EXTRACT:
=-=-=
# TMC Signature corner crack advice



## Joel S (8 Nov 2016)

I had hoped to be starting a new tank journal, but before I can do that I have to solve a problem!




 

 

 

The TMC Signature 60 x 30 x45 that I ordered a couple of weeks ago finally arrived, but straight out of the box I saw a serious chip and crack in the bottom left corner of the back panel.

The supplier is refunding me but they don't want to pick up the tank as this would just cost them money.
There seem to be no more of these tanks in the UK at the moment, judging from the difficulty I had in getting this one, which they found in a corner of the TMC warehouse. The supplier tells me it was thoroughly checked, just supplied in a tatty box, but I'm not convinced.

I had also looked at the Aquascaper 600, but it's almost twice the price and now I've built a modified stand that I don't think would support the extra size and weight safely.

So I'm thinking now that I have this TMC tank, to try and fix it. But it seems a pretty dodgy bit of damage, albeit in a place that could easily be hidden..

I have two ideas. One is to take some glass (possibly cut from a scratched optiwhite 30cm cube that I have, since I was planning to cut it flat and recycle it anyway) and seal a 5cm wide (and probably 30cm long, to save me doing too many cuts) patch over the crack and against the sides on the inside. Since the silicone on this tank is so clean I'm thinking it might be possible to get rather a good seal along the edges right into the corner, as well as the surface of the patch. Then I was thinking to put a matching patch on the outside, just to make double sure.



 



The other thought I had was to have a whole panel cut to fit inside the existing one, and try too silicone it in tidily (could be pretty tricky -possibly too tricky to feel worth the effort).

Does anybody have any thoughts as to whether either of my solutions could work? I guess the only real thing to do is try, and then put it out in the garden for a while to check for leaks.


----------



## kadoxu (8 Nov 2016)

How about removing and replacing the whole glass panel?
=-=-=
INFORMATION PROVIDED:
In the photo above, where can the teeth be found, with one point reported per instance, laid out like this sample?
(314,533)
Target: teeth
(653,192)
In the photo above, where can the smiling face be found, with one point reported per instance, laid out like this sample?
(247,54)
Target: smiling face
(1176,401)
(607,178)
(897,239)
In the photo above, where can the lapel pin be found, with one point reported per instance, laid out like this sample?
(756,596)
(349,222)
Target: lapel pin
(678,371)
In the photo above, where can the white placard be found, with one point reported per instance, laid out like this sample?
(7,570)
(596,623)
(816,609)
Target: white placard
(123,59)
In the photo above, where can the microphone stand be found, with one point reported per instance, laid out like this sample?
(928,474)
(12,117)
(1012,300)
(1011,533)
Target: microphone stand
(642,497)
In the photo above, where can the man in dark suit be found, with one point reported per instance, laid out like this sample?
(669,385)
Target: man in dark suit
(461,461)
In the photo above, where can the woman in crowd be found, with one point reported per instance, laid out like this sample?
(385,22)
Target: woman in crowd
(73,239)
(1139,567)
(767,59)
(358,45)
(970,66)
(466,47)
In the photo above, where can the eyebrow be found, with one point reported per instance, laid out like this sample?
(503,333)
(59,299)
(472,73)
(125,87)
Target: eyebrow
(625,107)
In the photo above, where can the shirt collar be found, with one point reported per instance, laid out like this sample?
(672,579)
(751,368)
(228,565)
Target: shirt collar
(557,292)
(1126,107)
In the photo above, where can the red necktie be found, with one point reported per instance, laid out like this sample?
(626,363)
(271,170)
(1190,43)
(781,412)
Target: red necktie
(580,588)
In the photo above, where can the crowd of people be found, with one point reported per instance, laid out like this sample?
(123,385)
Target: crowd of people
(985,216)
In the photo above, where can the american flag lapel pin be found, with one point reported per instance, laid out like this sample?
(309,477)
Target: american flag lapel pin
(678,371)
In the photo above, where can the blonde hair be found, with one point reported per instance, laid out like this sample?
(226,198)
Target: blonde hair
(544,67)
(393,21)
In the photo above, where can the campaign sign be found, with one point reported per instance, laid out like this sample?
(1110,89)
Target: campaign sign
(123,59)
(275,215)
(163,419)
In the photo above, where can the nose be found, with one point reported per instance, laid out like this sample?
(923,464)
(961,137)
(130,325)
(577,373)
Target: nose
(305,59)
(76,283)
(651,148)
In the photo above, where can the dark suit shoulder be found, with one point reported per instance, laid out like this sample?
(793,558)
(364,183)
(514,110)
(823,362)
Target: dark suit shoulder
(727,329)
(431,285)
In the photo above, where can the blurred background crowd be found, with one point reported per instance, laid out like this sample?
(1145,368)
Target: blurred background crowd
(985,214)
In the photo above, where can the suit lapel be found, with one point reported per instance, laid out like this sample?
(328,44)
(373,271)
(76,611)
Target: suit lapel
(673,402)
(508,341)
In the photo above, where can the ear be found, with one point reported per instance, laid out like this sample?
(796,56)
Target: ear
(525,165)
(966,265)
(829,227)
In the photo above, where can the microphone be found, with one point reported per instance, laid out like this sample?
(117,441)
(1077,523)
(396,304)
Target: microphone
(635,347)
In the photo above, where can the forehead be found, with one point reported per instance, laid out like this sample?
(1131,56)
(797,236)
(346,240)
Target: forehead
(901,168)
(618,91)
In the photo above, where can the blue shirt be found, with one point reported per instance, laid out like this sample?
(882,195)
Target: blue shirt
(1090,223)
=-=-=
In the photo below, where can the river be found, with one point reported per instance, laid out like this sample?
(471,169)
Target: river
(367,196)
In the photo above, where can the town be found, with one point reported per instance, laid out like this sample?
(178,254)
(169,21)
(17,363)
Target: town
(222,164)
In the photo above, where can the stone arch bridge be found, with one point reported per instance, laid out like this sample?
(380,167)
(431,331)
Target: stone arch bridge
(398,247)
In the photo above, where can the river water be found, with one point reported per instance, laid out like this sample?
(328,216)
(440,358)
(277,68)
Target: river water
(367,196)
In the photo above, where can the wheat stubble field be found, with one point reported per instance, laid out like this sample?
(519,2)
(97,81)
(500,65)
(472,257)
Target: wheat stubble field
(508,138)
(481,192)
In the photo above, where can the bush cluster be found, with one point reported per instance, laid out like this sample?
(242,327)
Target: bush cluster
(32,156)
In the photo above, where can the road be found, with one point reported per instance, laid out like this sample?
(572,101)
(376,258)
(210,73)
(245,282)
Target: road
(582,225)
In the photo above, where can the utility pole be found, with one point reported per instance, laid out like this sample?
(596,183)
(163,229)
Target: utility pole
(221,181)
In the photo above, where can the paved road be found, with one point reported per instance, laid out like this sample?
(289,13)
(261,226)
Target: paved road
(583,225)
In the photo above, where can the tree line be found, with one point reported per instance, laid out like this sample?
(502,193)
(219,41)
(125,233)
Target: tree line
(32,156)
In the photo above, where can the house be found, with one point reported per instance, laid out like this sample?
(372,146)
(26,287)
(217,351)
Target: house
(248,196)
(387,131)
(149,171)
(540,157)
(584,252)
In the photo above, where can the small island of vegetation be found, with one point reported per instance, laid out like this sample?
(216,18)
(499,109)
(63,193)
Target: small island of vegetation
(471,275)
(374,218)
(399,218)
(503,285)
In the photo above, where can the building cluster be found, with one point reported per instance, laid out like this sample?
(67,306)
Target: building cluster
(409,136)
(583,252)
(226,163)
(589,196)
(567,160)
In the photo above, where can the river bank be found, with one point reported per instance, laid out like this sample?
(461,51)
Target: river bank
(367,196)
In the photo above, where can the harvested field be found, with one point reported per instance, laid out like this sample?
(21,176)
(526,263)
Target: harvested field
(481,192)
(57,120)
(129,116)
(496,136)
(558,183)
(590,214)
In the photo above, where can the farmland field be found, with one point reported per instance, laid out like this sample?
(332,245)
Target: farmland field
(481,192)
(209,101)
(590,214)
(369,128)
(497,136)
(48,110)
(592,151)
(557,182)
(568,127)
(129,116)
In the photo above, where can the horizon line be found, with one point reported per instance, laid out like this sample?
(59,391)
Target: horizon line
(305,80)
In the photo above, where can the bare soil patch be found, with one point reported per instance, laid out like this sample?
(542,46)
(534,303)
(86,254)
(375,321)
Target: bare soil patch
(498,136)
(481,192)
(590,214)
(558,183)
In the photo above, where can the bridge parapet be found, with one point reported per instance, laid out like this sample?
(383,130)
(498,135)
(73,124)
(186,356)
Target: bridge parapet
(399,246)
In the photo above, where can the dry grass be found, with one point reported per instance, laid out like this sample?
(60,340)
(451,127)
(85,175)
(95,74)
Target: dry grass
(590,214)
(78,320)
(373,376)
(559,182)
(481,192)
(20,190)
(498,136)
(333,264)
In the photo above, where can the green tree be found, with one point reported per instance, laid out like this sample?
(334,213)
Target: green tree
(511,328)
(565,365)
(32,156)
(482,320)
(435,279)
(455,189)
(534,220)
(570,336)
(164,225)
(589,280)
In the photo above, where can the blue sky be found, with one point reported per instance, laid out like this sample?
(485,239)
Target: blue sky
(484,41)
=-=-=
REQUIRED TASKS:
(1) List every repair approach for the damaged panel that is proposed in the thread about the cracked TMC Signature tank.
(2) From the thread about the cracked TMC Signature tank, return the passage starting at "## Joel S (8" and ending at "the back panel.", copying it word for word.
(3) Carry the thread about the cracked TMC Signature tank forward from its last post.
The data have no connection to the thread about the cracked TMC Signature tank.

ANSWERS IN ORDER:
(1)
- Seal a glass patch, about 5cm wide and 30cm long, over the crack on the inside, with a matching patch on the outside
- Have a whole panel cut to fit inside the existing one and silicone it in
- Remove and replace the whole glass panel

(2)
## Joel S (8 Nov 2016)

I had hoped to be starting a new tank journal, but before I can do that I have to solve a problem!




 

 

 

The TMC Signature 60 x 30 x45 that I ordered a couple of weeks ago finally arrived, but straight out of the box I saw a serious chip and crack in the bottom left corner of the back panel.

(3)
Or just remove the panel you could try something like @AnhBui saw on Tre Aqua (see the 4th photo) - http://www.ukaps.org/forum/threads/my-visit-to-local-aqua-shop-tre-aqua.43386/


----------



## Joel S (8 Nov 2016)

Thanks Kadoxu, yes I thought about replacing the whole back panel -and maybe it is the right way to go. I figured doubling it up might be stronger, given I'm not very experienced at putting tanks together. I'm not sure I have the time or inclination to do either though.

Probably I'll try the patch first and see how that seems.

The corydoras that I'd like to keep in the tank would probably fall out of a layout with no front


----------



## Vanish (8 Nov 2016)

I think your patch idea may work though I think I'd place the patch internally.

Sent from my Moto G (4) using Tapatalk


----------



## Joel S (8 Nov 2016)

Thanks Vanish, I was thinking to patch both inside and outside. I can definitely see that the internal patch is the important one.


----------



## ian_m (9 Nov 2016)

Note new silicone will not stick to old silicone, so you will need to remove any old silicone or else the water will creep along in the gap between the new and old silicone. This can lead to leaks and/or unsightly algae/BBA growing in the joint.

Personally I would place the "repairing glass" sheets on the inside of the tank. My mate did something like this when he placed his tank on a piece of gravel and cracked the bottom pane. He just siliconed a sheet of glass over the cracked pane, that was probably 20 years ago !!!!.

Maybe protect the chipped corner with two smaller pieces of glass on the outside, but I wouldn't rely on them for waterproofness, let the inside repair glass do that.


----------



## Joel S (9 Nov 2016)

Thanks Ian. The tank has very clean joints so it ought to be possible to get it clear enough for the patches to be well sealed and not connected with old silicone. I have read that the pressure is much much greater on side panels than on the bottom though, and especially at the corners. At the moment my thoughts are tending towards scrapping this tank altogether, as I have problems with my cabinet and a wobbly floor where I was going to place it too.

Maybe now is just not the time for me to step up from Nanos.


----------



## Joel S (9 Nov 2016)

In fact, if anyone in or near to London would like to pick it up and have a go themselves they'd be welcome to the tank (once I've made sure my refund is in place).


----------



## Joel S (16 Nov 2016)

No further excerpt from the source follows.